§ **EXTRAIT**:
Sylvie m'échappait par ma faute; mais la revoir un jour avait suffi pour relever mon âme : je la plaçais désormais comme une statue souriante dans le temple de la Sagesse. Son regard m'avait arrêté au bord de l'abîme[9].

 

 

            Je voudrais pour finir évoquer une autre modalité de l’ironie qui me paraît particulièrement digne d’intérêt : elle fonctionne par superposition, par brouillage, et se prête particulièrement à l’entreprise de  déstabilisation à laquelle je m’intéresse dans cet exposé. Il s’agit d’une procédure à la fois subtile et qui, une fois qu’on l’a repérée, se passe de commentaire. C’est celle qui accompagne l’épisode que j’appellerais volontiers du « coup de bourse » (chapitre I). Je me contenterai, pour l’essentiel, de décrire les étapes constitutives de  la séquence ; il importe toutefois de souligner d’abord que, pour parodier une formule célèbre, l’intervention de la finance et de la politique dans un récit qui se déroule aux environs de 1830 et qui est censément une sorte de bluette nostalgique vouée aux prestiges de l’imaginaire (Ah ! le décor magique du chant d’Adrienne dans le chapitre 2 !), c’est vraiment le « coup de pistolet au milieu du concert ».

1) Suite à un « changement de ministère » (donc de politique, donc de clientèle électorale), des titres boursiers en lesquels consistent une partie de l’héritage de Gérard retrouvent une valeur.

2) « Je redevenais riche » : c’est une procédure de requalification miraculeuse du héros, comme il s’en produit dans les contes (grâce à un outil, une arme, un talisman, etc., le héros dispose soudain des moyens d’accomplir son destin).

[Extraits de données de pointage]
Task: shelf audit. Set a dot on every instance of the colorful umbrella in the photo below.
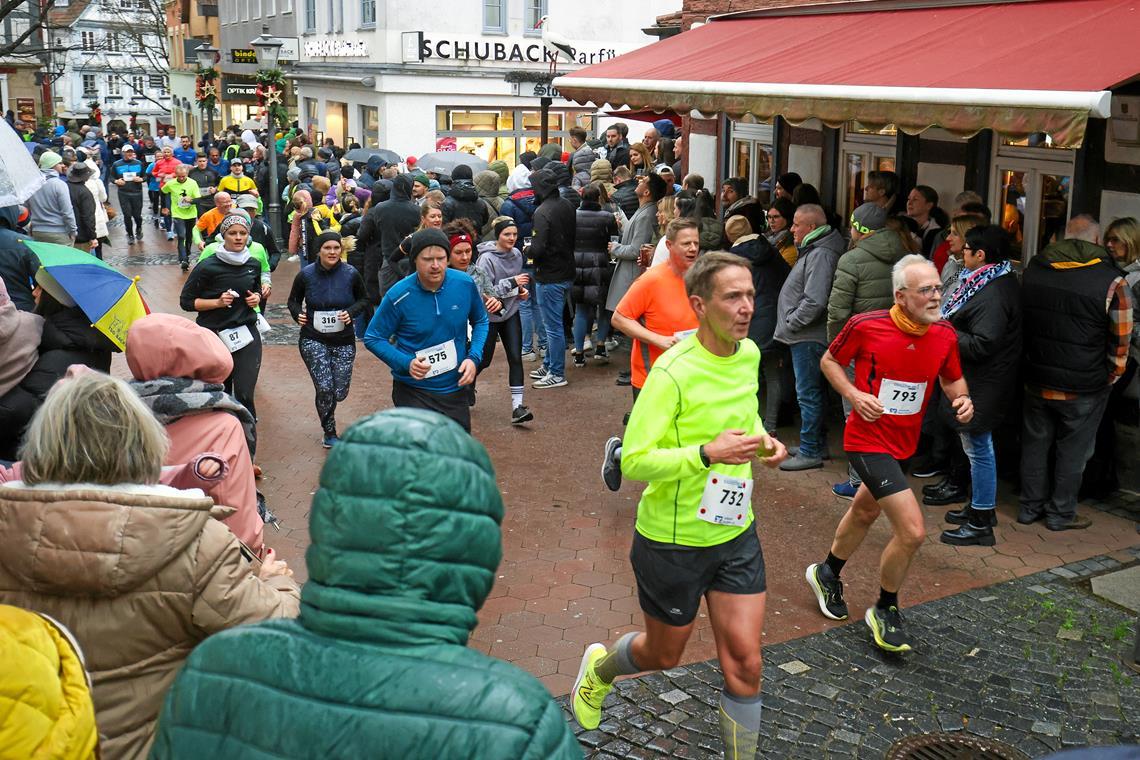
(110, 299)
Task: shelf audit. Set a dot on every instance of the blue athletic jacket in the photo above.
(417, 319)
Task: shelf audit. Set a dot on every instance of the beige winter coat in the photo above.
(139, 574)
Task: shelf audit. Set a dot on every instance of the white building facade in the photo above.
(417, 78)
(113, 54)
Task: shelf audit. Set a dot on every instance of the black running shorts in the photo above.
(672, 579)
(880, 473)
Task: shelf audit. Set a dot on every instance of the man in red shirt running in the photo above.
(897, 353)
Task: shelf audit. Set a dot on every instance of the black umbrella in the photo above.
(361, 155)
(444, 162)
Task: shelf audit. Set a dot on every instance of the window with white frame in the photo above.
(1031, 191)
(495, 16)
(863, 150)
(532, 11)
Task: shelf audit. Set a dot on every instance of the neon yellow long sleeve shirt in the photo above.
(690, 397)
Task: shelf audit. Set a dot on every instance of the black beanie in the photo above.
(789, 181)
(326, 236)
(425, 238)
(502, 225)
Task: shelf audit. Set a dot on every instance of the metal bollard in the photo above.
(1134, 661)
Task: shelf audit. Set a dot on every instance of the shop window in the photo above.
(502, 135)
(863, 150)
(495, 16)
(532, 11)
(369, 127)
(311, 120)
(751, 157)
(1032, 191)
(336, 121)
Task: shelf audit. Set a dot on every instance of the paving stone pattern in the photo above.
(1032, 662)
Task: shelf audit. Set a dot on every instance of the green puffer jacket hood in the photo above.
(406, 542)
(863, 279)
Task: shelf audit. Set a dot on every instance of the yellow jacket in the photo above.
(46, 709)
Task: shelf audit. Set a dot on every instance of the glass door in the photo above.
(1032, 204)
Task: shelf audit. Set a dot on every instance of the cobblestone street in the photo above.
(988, 658)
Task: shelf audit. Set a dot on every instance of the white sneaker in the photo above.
(550, 381)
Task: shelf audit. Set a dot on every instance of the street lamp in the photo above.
(208, 57)
(268, 49)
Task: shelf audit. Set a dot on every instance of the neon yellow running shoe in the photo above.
(887, 629)
(588, 689)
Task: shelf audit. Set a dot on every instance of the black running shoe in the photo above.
(887, 629)
(828, 589)
(611, 464)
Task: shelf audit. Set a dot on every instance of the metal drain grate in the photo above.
(952, 746)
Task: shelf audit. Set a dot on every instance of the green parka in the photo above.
(406, 542)
(863, 279)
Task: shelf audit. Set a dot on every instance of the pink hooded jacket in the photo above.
(168, 345)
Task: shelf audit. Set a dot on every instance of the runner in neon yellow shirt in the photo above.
(693, 434)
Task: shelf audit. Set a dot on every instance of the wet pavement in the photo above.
(566, 579)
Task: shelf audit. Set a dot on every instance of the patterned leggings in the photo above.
(331, 368)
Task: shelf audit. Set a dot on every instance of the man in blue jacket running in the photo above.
(421, 332)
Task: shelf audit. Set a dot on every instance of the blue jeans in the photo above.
(531, 318)
(805, 360)
(552, 299)
(182, 231)
(979, 450)
(585, 313)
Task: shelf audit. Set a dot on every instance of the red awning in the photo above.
(646, 115)
(1015, 67)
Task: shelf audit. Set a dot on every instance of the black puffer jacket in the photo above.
(625, 195)
(552, 244)
(382, 230)
(464, 203)
(770, 270)
(990, 345)
(563, 179)
(592, 263)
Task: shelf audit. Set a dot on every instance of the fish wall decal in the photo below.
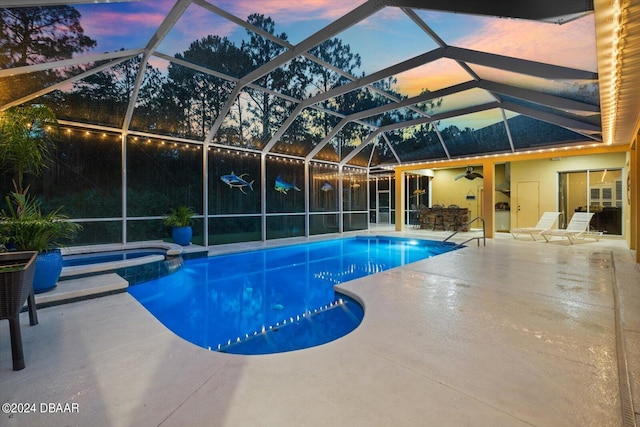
(283, 186)
(326, 186)
(233, 180)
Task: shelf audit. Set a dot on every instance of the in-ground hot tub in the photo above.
(135, 262)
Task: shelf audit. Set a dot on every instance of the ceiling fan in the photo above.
(469, 174)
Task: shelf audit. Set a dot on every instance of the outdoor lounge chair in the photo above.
(545, 223)
(578, 227)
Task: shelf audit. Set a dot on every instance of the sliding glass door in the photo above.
(596, 191)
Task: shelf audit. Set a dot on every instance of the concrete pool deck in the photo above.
(514, 333)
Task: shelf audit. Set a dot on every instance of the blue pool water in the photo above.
(274, 300)
(100, 257)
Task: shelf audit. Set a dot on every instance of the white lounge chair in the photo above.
(545, 223)
(578, 227)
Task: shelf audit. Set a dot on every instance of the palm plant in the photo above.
(25, 226)
(179, 217)
(25, 138)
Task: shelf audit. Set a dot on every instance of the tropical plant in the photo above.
(25, 226)
(26, 133)
(179, 217)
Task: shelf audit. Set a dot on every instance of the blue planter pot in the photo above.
(182, 235)
(48, 269)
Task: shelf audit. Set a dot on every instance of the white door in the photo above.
(528, 204)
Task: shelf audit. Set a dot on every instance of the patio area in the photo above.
(514, 333)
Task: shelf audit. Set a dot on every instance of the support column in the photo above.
(489, 198)
(634, 193)
(400, 189)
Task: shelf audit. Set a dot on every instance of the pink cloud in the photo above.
(285, 10)
(570, 45)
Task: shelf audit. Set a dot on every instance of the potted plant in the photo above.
(179, 219)
(24, 226)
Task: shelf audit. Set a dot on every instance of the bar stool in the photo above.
(456, 222)
(438, 217)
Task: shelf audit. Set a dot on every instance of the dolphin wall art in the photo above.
(283, 186)
(233, 180)
(326, 187)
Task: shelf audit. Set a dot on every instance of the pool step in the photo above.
(82, 288)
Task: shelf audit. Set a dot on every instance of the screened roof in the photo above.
(367, 83)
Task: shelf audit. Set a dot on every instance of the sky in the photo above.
(383, 39)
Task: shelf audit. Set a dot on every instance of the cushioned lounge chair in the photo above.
(578, 227)
(545, 223)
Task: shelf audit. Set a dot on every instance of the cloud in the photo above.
(569, 45)
(283, 10)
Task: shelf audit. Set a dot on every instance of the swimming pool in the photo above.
(274, 300)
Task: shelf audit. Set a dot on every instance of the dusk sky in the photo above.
(382, 40)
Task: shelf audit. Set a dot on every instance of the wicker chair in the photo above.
(16, 288)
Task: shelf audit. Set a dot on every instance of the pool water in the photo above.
(274, 300)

§ **EXERCICES À FAIRE**:
1. Traduisez en anglais cette phrase de l'extrait sur l'ironie : « Il s’agit d’une procédure à la fois subtile et qui, une fois qu’on l’a repérée, se passe de commentaire. »
2. Rédigez la suite de l'extrait sur l'ironie, en reprenant juste après sa dernière phrase.
Le listing ci-dessus n'a aucun rôle dans ce travail.

§ **RÉPONSES ATTENDUES**:
1. It is a procedure that is at once subtle and that, once it has been spotted, needs no commentary.

2.
3) Ce processus suscite immédiatement un danger éthique : la richesse, c’est la domination, en l’occurrence la possibilité d’acheter l’actrice, et la figure de Moloch, dieu-démon incarnation, sur le plan spirituel, de toutes les  anti-valeurs, relaie dans le texte celle d’Isis (avec ses promesses de « régénér[ation], paragraphe 4). Mais si Isis est un idéal du moi, un idéal régulateur, elle est hors du réel, elle appartient à la sphère ambivalente de la chimère (idéal et déprise, poésie et folie). Moloch, lui – l’argent, donc – est un levier essentiel dans le réel, et il permet d’acheter des femmes (des femmes, car dans le chapitre III Gérard se réjouit de la pauvreté supposée de Sylvie, qui fait que sans doute personne n’a voulu d’elle[10])  qui appartiennent (certes pas de la manière dont Gérard le croit) au réel. La requalification miraculeuse conduit donc à un péril de disqualification radicale (de Gérard lui-même, et d’Aurélie, dont il a supposé un instant qu’elle était vénale), que notre héros esquive finalement.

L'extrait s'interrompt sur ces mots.